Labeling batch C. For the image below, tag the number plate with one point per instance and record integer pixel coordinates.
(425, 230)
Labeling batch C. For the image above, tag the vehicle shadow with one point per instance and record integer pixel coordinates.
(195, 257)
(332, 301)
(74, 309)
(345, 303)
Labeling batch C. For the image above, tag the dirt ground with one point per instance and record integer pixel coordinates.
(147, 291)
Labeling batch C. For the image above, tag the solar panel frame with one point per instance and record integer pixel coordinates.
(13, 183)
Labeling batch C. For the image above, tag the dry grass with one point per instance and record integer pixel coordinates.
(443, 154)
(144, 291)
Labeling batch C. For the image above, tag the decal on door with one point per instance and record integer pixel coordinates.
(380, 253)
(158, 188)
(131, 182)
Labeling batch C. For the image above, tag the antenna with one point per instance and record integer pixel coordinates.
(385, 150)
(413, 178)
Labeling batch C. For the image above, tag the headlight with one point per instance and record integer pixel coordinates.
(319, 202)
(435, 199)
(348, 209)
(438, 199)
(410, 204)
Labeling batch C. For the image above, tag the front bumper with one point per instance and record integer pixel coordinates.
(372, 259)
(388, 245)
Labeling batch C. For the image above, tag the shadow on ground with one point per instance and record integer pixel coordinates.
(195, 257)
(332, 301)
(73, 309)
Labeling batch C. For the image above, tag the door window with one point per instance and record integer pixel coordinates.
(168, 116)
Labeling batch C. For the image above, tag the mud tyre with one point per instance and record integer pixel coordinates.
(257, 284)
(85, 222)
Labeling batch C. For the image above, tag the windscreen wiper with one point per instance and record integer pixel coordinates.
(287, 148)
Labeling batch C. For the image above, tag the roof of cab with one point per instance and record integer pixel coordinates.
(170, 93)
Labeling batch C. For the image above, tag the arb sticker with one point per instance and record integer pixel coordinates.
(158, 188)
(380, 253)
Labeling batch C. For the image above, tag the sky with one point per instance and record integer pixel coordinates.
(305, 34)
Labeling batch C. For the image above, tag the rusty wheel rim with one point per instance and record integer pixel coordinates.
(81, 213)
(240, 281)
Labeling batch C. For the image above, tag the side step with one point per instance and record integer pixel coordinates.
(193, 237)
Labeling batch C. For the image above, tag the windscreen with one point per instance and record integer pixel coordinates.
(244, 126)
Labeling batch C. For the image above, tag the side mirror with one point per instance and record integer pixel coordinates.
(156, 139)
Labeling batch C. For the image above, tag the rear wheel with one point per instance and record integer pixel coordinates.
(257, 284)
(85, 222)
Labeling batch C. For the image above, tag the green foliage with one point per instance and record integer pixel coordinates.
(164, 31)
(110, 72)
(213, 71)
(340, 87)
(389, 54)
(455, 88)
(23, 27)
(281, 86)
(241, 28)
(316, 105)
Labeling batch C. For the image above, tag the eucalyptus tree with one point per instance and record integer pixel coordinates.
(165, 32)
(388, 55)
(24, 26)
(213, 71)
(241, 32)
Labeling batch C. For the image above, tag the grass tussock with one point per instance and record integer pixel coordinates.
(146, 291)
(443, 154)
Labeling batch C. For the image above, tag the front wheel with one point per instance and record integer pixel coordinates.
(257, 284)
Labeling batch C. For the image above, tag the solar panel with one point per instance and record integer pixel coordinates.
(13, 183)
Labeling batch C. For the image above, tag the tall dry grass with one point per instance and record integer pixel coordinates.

▶ **PROBLEM STATEMENT**
The required output is every line of the entries, starting at the one that contains "Labeling batch C. For the image above, tag the front wheel" and ending at the last, copied exactly.

▶ **SOLUTION TO THIS EXERCISE**
Labeling batch C. For the image above, tag the front wheel with one point per instance and record integer pixel coordinates.
(257, 284)
Labeling batch C. For the image above, tag the solar panel with one point per instance and record integer pixel coordinates.
(13, 183)
Labeling batch C. For the image above, tag the tall dry grass with one point per instance and record integer pixel coordinates.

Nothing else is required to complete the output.